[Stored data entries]
************

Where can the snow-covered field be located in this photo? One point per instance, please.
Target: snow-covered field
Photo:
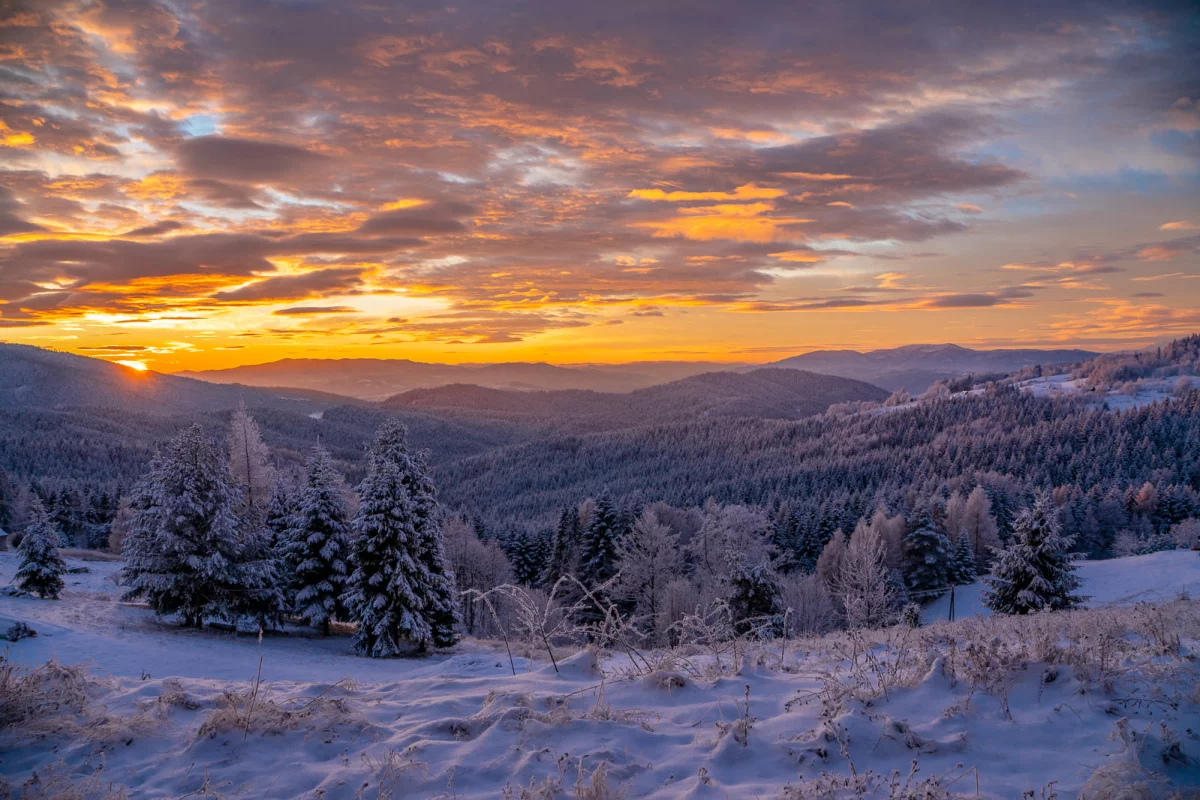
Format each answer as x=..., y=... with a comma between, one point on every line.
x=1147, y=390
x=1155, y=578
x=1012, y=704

************

WHAT NEEDS TO BE DONE: Return the records above exactly as written, but without any of the pictures.

SOLUTION TO THIS PROBLEM:
Where can the snow-covered field be located in this photo? One point per instance, please.
Target: snow-covered field
Photo:
Format each answer as x=..., y=... with a comma between, one point on every line.
x=1147, y=390
x=1155, y=578
x=1012, y=704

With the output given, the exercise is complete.